START Material for this task

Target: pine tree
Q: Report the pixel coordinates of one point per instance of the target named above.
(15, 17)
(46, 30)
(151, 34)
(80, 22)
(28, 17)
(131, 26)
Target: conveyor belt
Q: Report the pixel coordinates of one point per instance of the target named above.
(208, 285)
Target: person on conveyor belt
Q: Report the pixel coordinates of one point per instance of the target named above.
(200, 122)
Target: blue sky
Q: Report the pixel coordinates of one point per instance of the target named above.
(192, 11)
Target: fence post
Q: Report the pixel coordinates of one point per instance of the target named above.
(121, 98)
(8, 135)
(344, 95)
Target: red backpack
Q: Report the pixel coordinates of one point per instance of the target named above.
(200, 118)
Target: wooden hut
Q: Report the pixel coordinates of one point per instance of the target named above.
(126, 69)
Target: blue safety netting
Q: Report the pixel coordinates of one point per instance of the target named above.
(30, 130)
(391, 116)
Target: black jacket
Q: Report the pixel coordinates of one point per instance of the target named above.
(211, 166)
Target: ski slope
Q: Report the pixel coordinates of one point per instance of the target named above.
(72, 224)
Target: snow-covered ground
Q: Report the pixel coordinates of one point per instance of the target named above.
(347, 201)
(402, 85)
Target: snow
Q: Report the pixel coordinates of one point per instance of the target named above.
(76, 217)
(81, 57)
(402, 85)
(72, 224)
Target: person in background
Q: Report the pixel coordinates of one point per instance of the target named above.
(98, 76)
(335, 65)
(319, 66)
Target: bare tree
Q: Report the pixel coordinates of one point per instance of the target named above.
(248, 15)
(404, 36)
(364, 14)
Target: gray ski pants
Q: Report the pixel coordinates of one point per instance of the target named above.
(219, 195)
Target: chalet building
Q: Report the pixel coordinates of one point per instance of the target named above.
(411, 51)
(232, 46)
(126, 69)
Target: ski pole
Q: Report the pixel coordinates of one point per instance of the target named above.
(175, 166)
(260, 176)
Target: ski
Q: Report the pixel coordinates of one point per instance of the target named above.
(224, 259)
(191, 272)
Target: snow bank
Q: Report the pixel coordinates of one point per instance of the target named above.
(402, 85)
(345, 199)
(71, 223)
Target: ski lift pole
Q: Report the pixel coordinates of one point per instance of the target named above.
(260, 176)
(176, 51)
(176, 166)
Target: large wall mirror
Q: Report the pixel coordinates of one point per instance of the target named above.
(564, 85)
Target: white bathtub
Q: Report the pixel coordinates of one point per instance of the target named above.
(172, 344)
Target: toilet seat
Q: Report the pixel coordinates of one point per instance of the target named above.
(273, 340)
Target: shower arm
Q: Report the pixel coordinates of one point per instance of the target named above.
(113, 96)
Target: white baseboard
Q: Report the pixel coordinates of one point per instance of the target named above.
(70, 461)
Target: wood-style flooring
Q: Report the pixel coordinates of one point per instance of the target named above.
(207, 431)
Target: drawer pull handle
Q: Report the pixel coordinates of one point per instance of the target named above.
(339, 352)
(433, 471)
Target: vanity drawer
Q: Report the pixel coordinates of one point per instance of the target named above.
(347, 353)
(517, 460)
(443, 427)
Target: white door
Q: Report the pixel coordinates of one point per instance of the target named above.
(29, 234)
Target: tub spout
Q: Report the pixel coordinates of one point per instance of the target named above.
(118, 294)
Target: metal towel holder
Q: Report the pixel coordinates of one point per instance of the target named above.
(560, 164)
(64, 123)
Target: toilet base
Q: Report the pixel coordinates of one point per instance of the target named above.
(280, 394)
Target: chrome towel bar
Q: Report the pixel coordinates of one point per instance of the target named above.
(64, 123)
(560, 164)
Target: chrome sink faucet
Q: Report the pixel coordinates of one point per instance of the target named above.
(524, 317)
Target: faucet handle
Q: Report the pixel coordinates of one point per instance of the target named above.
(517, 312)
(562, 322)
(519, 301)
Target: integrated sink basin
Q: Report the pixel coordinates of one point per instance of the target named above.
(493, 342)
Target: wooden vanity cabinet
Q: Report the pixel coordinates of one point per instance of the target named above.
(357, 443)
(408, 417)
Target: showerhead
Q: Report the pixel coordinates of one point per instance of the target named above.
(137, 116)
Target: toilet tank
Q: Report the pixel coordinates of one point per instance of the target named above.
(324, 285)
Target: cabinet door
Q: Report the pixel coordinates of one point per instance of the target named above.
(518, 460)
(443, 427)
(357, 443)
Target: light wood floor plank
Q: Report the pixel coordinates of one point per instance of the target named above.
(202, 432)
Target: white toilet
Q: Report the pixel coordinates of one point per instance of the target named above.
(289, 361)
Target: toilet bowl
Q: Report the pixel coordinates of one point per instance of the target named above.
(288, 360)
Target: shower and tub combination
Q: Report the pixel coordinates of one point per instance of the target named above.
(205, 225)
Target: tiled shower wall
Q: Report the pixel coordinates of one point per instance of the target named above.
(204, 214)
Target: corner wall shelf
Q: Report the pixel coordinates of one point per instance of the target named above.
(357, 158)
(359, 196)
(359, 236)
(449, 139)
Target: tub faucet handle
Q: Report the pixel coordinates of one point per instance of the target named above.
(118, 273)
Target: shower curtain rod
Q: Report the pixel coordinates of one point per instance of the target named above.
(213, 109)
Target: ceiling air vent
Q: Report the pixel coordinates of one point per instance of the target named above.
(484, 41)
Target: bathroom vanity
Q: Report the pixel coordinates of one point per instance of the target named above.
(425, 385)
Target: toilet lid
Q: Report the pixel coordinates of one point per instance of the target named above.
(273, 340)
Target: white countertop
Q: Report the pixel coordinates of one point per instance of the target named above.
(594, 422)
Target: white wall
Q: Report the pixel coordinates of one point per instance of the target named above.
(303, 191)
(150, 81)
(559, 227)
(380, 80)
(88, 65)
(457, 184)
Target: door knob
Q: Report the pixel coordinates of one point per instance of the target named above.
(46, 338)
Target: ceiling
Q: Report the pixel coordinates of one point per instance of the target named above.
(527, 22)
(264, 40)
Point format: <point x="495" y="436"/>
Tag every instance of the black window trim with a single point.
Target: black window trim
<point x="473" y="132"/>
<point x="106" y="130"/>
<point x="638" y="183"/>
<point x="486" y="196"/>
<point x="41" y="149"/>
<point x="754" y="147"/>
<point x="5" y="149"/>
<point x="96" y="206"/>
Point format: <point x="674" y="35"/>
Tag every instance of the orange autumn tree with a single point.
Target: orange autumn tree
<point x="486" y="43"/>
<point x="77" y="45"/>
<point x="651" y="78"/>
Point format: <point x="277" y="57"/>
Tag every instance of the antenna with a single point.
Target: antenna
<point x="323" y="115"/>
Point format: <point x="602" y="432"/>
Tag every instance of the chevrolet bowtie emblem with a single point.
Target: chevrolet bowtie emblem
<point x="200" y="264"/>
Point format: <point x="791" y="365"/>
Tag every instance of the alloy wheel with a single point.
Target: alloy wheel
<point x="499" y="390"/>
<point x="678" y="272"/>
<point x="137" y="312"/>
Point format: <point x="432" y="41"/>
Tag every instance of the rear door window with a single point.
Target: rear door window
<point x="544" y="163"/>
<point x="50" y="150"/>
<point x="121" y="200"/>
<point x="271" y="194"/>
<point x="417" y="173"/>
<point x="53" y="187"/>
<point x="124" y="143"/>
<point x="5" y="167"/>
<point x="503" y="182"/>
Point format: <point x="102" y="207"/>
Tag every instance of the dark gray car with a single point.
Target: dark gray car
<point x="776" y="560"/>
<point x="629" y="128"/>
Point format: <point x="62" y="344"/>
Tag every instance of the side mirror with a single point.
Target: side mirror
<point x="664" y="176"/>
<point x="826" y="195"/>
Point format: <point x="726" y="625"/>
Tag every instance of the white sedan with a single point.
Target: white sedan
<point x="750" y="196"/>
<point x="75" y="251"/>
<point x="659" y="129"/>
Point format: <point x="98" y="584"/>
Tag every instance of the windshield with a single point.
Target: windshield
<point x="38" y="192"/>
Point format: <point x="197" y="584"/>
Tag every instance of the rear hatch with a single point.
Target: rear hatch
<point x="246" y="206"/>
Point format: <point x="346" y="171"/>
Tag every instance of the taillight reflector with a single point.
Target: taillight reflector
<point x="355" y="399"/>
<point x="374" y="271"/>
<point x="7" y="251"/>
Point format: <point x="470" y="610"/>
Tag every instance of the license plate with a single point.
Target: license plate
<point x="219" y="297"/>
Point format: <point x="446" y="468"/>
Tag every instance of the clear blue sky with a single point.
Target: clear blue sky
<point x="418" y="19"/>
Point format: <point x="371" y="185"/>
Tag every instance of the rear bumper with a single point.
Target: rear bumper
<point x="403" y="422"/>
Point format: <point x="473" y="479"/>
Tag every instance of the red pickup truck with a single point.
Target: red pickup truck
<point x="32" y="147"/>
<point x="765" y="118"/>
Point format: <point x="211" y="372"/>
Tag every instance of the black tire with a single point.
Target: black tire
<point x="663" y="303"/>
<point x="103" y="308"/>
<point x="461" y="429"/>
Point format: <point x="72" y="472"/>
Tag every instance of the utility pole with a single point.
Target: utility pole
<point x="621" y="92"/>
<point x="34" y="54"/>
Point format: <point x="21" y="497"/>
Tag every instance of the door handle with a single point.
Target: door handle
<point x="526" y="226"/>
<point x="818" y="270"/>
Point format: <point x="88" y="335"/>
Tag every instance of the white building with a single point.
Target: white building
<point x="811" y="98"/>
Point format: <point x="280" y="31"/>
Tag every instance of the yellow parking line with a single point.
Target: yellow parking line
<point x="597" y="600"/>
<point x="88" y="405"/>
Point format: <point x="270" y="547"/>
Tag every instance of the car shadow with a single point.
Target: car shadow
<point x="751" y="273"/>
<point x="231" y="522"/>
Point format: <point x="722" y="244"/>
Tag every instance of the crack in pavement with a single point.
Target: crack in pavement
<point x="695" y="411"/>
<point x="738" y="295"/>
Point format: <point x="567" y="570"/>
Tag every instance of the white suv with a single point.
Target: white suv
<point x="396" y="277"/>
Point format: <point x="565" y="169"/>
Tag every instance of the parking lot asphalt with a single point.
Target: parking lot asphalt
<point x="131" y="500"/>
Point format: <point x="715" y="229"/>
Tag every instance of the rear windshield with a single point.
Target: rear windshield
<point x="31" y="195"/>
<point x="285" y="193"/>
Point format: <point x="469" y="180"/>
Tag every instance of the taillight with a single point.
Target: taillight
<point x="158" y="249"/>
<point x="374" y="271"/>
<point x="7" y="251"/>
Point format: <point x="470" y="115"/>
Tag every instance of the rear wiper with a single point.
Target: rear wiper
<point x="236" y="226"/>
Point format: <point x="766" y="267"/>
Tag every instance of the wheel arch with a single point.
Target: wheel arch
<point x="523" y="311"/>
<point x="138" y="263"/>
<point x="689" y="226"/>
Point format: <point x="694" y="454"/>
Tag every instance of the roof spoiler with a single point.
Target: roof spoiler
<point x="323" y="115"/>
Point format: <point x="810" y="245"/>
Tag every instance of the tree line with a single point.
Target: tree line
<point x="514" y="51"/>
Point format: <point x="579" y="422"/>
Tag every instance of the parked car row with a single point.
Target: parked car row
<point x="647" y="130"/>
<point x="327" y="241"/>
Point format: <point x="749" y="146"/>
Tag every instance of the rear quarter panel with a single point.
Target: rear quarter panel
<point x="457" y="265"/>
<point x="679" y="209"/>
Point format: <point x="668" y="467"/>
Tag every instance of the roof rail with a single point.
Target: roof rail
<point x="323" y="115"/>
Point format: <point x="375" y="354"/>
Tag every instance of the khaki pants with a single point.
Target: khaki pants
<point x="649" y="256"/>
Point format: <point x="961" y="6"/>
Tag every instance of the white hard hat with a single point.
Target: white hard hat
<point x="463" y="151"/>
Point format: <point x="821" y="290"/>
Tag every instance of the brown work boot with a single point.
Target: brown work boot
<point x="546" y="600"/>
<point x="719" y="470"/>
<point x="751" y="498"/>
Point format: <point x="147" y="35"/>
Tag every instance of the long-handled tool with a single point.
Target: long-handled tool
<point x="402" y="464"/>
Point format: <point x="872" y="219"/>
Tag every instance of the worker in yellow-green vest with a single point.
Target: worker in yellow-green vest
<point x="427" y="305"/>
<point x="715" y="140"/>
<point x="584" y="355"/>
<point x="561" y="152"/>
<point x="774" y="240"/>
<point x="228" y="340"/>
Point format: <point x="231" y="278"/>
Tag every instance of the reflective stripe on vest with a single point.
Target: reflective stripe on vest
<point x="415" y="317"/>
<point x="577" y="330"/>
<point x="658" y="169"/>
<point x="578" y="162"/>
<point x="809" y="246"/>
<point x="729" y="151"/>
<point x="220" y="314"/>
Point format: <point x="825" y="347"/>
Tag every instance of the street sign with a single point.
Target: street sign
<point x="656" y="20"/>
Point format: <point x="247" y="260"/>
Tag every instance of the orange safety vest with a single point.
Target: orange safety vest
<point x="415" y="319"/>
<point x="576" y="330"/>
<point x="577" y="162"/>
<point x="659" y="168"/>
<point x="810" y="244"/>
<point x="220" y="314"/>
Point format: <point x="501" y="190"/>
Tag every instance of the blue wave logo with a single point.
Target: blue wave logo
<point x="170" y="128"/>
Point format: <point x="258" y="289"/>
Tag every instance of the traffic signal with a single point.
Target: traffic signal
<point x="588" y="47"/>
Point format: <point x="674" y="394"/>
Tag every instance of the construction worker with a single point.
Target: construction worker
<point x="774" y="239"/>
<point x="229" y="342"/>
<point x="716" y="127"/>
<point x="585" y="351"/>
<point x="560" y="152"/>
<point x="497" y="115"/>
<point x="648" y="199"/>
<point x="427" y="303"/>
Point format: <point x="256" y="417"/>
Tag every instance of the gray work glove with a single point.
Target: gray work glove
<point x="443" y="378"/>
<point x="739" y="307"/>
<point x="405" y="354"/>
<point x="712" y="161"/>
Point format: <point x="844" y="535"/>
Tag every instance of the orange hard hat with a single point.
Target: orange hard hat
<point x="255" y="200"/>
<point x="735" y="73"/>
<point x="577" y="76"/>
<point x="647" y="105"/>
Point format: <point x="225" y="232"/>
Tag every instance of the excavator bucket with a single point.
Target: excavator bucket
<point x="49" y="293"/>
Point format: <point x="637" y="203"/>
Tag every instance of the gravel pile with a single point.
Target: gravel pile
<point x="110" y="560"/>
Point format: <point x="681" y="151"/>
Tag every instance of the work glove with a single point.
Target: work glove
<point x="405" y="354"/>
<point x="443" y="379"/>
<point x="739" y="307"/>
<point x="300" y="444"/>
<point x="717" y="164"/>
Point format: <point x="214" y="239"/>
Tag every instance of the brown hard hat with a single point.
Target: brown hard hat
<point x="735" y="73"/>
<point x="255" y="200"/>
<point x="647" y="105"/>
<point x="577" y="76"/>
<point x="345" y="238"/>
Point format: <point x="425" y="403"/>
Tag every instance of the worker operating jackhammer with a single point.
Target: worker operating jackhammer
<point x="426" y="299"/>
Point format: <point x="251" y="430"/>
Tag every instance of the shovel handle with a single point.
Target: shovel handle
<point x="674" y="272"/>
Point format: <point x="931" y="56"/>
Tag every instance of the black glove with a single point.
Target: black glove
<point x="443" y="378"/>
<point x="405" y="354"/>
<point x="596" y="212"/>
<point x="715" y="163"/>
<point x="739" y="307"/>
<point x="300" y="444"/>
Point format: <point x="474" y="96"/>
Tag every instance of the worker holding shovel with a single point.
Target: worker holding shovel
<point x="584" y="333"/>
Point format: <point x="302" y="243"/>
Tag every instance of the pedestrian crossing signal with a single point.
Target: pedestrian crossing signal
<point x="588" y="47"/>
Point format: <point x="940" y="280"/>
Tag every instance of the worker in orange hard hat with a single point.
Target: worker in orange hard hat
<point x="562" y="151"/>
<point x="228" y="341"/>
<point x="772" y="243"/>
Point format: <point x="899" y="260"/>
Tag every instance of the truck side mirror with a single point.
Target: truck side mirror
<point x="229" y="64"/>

END Material for this task

Problem to work on →
For each line above that contains the word "sink", make a copy.

Result →
Target: chrome sink faucet
Target: integrated sink basin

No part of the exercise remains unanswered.